### [SHORT PROBLEM]
Extract every line of the material below verbatim, omitting the pictures.
Start EXTRACTED ENTRIES
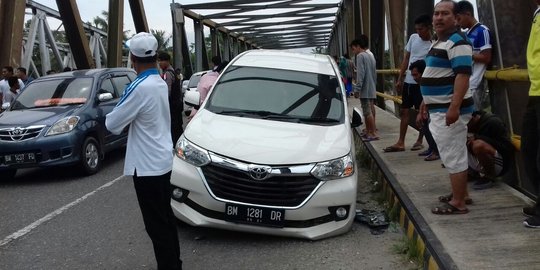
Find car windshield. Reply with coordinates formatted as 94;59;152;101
206;66;345;125
11;77;93;110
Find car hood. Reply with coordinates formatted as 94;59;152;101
0;106;80;127
184;110;352;165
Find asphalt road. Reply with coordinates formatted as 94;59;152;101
0;147;412;269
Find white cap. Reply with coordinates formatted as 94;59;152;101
126;32;157;57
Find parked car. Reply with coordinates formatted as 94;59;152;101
171;50;361;239
182;70;211;116
0;68;137;179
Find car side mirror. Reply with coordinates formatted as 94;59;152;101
184;91;201;109
2;102;11;110
98;93;113;102
351;107;364;128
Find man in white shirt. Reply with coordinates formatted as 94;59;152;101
105;32;182;269
456;0;492;111
383;15;431;155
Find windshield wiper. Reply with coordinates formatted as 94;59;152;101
216;110;298;120
298;117;340;123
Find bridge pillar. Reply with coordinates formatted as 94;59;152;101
129;0;150;33
171;3;193;79
210;27;221;58
0;0;26;67
384;0;406;68
221;33;232;61
106;0;124;67
56;0;95;69
406;0;434;37
477;0;537;195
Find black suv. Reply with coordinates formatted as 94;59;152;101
0;68;137;179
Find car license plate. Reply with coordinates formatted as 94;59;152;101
225;203;285;228
4;153;36;165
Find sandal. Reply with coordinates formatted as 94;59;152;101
439;193;473;204
383;145;405;153
362;136;379;142
424;153;441;161
431;203;469;215
411;143;424;151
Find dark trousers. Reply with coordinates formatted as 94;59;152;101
422;114;439;155
133;172;182;270
521;97;540;212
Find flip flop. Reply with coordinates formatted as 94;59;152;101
411;143;424;151
431;203;469;215
424;153;441;161
383;145;405;153
362;136;379;142
439;193;473;205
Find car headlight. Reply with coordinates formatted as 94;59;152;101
45;116;79;136
174;135;210;167
311;153;354;181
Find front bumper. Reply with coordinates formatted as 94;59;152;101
171;158;357;240
0;131;83;169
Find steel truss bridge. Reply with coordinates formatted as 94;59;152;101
0;0;536;217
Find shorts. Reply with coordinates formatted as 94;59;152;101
468;151;504;176
401;83;423;110
470;88;487;111
429;112;471;174
360;98;373;118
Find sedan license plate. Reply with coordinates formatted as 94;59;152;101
4;153;36;165
225;203;285;228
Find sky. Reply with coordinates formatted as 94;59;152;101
31;0;476;50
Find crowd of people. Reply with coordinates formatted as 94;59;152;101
337;0;540;221
0;0;540;269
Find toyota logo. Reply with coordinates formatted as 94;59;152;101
11;127;24;136
249;165;272;180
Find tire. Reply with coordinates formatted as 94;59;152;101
End EXTRACTED ENTRIES
### [WRITTEN RESPONSE]
Find car windshield. Reply with coordinates formatted as 94;59;152;101
206;66;345;125
11;77;93;110
Find car hood. Reply with coordinates formatted as 94;59;152;101
0;106;80;127
184;110;352;165
Find asphalt road. Reply with coordinates formatted as 94;59;152;101
0;147;412;269
Find white cap. Reply with coordinates formatted as 94;59;152;101
126;32;157;57
Find parked car. Reply with coordinates formatted as 94;59;152;101
171;50;361;239
182;70;211;116
0;68;137;179
Find car side mirror. Reply with coordinates formatted as 94;59;152;101
184;91;201;109
2;102;11;110
98;93;113;102
351;107;364;128
Find man in white shirt. Reply with coordinates formatted as 94;59;152;101
105;32;182;269
456;0;492;111
383;15;431;155
Find windshield wiper. Reply with coordinates formatted as 94;59;152;101
216;110;298;120
298;117;340;123
Find bridge pillar. Reply with coordinates formatted as 94;59;152;101
129;0;150;33
171;3;193;79
210;27;221;58
0;0;26;67
384;0;406;68
221;33;232;61
106;0;124;67
56;0;95;69
406;0;434;37
477;0;537;195
Find black suv. Reply with coordinates formatted as 94;59;152;101
0;68;137;179
Find car license plate. Reply with coordinates formatted as 94;59;152;101
225;203;285;228
4;153;36;165
Find sandal. Reply with coordinates formatted as 94;59;152;101
439;193;473;204
383;145;405;153
362;136;379;142
424;153;441;161
431;203;469;215
411;143;424;151
Find dark trousers. Reply with coordinates formatted as 94;59;152;101
422;114;439;155
133;172;182;270
521;97;540;212
Find flip flop. Reply with coordinates formatted as 94;59;152;101
411;143;424;151
431;203;469;215
424;153;441;161
383;145;405;153
362;136;379;142
439;193;473;205
Find car headlight. Reply with coordinates formatted as 94;59;152;101
45;116;79;136
174;135;210;167
311;153;354;181
Find front bumper. Reply with coordinates formatted as 94;59;152;101
171;158;357;240
0;131;83;169
Find steel truss bridge. Reply with coordinates formatted as 94;59;152;101
0;0;536;217
Find shorts. Reply with coordinates formatted as 94;59;152;101
468;151;504;176
401;83;423;110
470;88;487;111
429;112;471;174
360;98;373;118
Find sedan license plate. Reply with coordinates formatted as 94;59;152;101
4;153;36;165
225;203;285;228
Find sky. Reply with coordinates formatted as 94;59;152;101
31;0;476;50
Find crowd of people. Reply with coordinates formatted as 94;59;152;101
337;0;540;221
0;0;540;269
Find toyota logo. Reply with coordinates formatted as 94;59;152;101
11;127;24;136
249;165;272;180
Find tire. Reply with coordinates formatted as 94;59;152;101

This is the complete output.